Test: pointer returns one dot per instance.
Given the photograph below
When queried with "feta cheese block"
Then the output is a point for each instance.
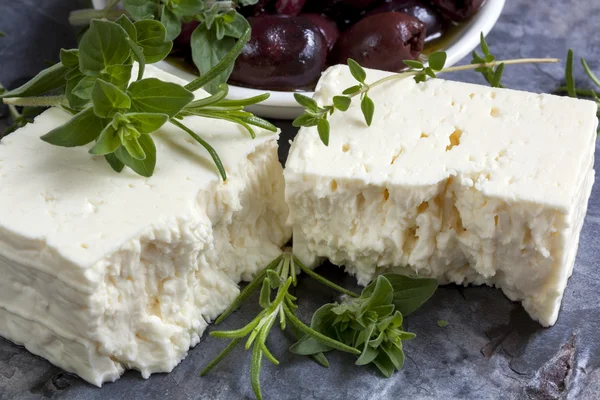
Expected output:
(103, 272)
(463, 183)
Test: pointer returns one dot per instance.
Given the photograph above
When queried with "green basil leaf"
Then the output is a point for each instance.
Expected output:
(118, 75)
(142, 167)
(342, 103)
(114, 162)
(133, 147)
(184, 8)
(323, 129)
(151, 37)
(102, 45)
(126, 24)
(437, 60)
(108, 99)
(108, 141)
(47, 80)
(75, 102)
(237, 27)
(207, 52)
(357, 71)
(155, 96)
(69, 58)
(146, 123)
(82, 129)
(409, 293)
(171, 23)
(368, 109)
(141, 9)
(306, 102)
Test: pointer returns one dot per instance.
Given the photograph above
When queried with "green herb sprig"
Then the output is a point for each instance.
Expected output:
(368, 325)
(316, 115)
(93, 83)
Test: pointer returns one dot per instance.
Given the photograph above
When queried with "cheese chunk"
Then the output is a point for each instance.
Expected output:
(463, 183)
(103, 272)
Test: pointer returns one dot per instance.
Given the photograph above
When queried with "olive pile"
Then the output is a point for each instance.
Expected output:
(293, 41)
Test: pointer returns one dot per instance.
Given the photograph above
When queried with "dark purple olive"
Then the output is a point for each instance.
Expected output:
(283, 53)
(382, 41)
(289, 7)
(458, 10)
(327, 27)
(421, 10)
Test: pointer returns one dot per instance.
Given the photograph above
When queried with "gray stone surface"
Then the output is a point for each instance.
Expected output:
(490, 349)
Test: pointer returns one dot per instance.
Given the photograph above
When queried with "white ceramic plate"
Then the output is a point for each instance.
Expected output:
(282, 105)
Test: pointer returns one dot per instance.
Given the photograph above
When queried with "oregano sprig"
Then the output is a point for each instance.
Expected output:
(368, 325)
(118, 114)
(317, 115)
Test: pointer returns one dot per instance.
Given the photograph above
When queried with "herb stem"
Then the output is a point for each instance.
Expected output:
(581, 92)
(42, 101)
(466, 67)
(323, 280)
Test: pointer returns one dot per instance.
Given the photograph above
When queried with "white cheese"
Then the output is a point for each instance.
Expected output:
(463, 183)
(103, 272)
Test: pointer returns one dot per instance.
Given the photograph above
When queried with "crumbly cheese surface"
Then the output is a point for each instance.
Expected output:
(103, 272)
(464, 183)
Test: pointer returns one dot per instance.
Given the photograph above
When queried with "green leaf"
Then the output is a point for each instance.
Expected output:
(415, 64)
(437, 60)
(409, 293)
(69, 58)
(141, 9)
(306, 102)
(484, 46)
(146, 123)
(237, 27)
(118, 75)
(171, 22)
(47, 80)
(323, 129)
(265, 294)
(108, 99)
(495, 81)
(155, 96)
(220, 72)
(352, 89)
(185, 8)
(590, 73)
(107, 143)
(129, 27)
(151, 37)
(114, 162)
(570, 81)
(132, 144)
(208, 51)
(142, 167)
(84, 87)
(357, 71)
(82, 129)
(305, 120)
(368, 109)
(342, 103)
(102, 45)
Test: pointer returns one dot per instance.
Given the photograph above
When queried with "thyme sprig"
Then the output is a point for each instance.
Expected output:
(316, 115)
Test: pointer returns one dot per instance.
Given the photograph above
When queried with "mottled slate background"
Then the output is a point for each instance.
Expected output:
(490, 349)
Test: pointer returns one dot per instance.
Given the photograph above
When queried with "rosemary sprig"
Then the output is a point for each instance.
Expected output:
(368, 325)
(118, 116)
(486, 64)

◆ ◆ ◆ ◆ ◆

▸ **Exercise requirements**
Reproduce the whole listing above word for word, but not its pictures.

▸ **Solution to the exercise**
Test: pointer returns one dot per instance.
Given the photograph below
When queried with "feta cheese block"
Then the output is a point for each instance.
Expected output:
(103, 272)
(463, 183)
Test: pointer returns one dot per instance.
Given the photograph above
When queried with "green basil leaf"
Then the output is a point for each instance.
Expected output:
(118, 75)
(142, 167)
(342, 103)
(114, 162)
(133, 147)
(184, 8)
(323, 129)
(151, 37)
(102, 45)
(126, 24)
(437, 60)
(108, 99)
(108, 141)
(47, 80)
(75, 102)
(237, 27)
(207, 52)
(357, 71)
(155, 96)
(69, 58)
(146, 123)
(82, 129)
(409, 293)
(171, 23)
(368, 109)
(141, 9)
(306, 102)
Test: pointer returns one dot per instance.
Given the photograph above
When queried with "green herb sprig"
Then the output is a point for each instance.
Expected output:
(368, 325)
(316, 115)
(93, 83)
Test: pointer returns one dot per instance.
Given the photograph above
When queried with "cheese chunk"
Then the output is a point for each instance.
Expected output:
(463, 183)
(103, 272)
Test: pointer returns one dot per instance.
Given the photograph above
When queried with "olive pile"
Then the output is a point for each instance.
Expected output:
(293, 41)
Test: pointer returns one dot per instance.
Given the photograph above
When queried with "dark purple olive"
Then the output is a point for each instance.
Expected output:
(283, 53)
(382, 41)
(289, 7)
(458, 10)
(327, 27)
(421, 10)
Test: pointer returns one dot per instance.
Given the photograph above
When queried with "gray stone surface"
Then the output is a point for each instance.
Expected output:
(490, 349)
Test: pointer returns one dot per instance.
Given the photograph above
When queried with "white ceramic plate"
Then the output is a point for each instance.
Expected output:
(282, 105)
Test: pointer returns one dot per instance.
Given the photograph above
When queried with "oregano sprig"
Then the output is a point for each instance.
Expected output:
(368, 325)
(118, 114)
(317, 115)
Test: pointer returns one dot per instance.
Given the photograph above
When queried with "herb stem"
Then the output is a point for each instance.
Expected output:
(581, 92)
(42, 101)
(466, 67)
(323, 280)
Test: pointer returns one dot per instance.
Given the photograph above
When queried with "white cheese"
Then the output is a point for each instance.
Expected output:
(463, 183)
(103, 272)
Test: pointer returns one dot per instance.
Given the photograph above
When queried with "crumbly cheese surface"
Then the output is a point for each instance.
Expected output:
(103, 272)
(464, 183)
Test: pointer returns one dot per instance.
Given the photograph above
When queried with "green leaf"
Then the output is a point for each instance.
Expected output:
(415, 64)
(437, 60)
(409, 293)
(69, 58)
(141, 9)
(306, 102)
(484, 46)
(146, 123)
(237, 27)
(118, 75)
(171, 22)
(47, 80)
(323, 129)
(265, 294)
(108, 99)
(495, 81)
(155, 96)
(220, 72)
(352, 89)
(185, 8)
(590, 73)
(107, 143)
(129, 27)
(151, 37)
(114, 162)
(570, 81)
(132, 144)
(208, 51)
(142, 167)
(84, 87)
(357, 71)
(82, 129)
(305, 120)
(368, 109)
(342, 103)
(102, 45)
Test: pointer returns one dot per instance.
Given the photograph above
When queried with "thyme sprig"
Then the output is a point for each instance.
Expected output:
(316, 115)
Test: pointer returns one dot per instance.
Given the photograph above
When queried with "mottled slate background"
Then the output is a point for each instance.
Expected output:
(490, 349)
Test: pointer returns one dot per instance.
Given the photograph above
When queried with "rosemary sprig"
Then the output is a point for each instance.
Expected output:
(368, 325)
(118, 116)
(486, 64)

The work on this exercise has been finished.